- _What is being asked_
Show every line in the listing below that contains the word "target", copying each line in full.

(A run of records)

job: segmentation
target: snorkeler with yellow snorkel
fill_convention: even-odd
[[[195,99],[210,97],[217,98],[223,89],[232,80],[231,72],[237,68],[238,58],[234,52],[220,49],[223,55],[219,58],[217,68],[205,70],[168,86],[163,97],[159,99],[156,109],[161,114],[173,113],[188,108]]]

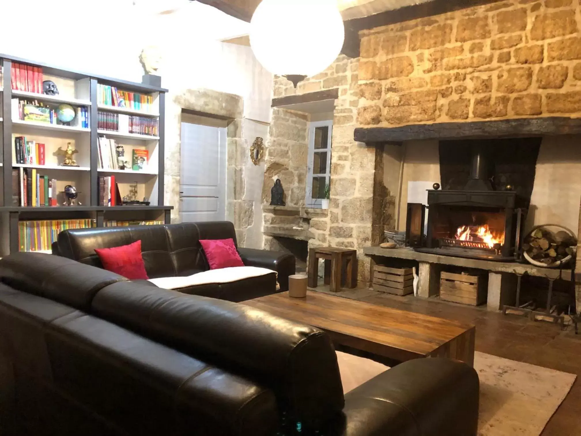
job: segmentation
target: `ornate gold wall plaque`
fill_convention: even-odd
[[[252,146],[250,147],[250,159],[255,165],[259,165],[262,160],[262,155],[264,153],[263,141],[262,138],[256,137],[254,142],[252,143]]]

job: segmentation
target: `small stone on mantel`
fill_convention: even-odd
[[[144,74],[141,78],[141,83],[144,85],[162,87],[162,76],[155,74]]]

...

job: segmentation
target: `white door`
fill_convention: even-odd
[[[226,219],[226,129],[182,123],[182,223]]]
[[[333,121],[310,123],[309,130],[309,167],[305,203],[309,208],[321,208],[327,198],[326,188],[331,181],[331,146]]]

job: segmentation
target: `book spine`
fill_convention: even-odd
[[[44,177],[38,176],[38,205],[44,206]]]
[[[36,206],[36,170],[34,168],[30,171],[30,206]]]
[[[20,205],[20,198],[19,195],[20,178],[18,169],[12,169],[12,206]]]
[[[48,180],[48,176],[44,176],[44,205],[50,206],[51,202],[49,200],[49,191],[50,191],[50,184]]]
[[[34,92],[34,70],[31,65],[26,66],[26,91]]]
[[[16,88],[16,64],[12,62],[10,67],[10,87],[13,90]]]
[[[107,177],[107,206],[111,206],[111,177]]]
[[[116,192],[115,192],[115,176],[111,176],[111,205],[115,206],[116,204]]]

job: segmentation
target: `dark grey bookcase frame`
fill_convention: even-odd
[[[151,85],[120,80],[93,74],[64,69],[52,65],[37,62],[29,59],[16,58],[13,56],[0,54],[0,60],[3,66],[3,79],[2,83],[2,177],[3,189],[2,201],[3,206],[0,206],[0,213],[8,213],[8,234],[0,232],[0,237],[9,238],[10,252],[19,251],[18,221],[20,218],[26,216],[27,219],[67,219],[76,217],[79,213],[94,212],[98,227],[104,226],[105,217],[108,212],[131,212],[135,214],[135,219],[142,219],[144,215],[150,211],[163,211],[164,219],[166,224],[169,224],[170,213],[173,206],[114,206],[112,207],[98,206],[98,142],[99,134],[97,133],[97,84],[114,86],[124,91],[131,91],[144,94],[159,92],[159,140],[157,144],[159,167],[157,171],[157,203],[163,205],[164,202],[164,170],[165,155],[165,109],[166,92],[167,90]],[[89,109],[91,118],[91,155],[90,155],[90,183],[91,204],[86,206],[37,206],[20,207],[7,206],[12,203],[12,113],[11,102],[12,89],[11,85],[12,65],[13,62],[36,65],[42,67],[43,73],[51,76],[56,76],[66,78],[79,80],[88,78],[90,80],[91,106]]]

- _The completed task_
target: snorkeler with yellow snorkel
target: `ornate gold wall plaque`
target: `small stone on mantel`
target: `white door`
target: `book spine`
target: `dark grey bookcase frame`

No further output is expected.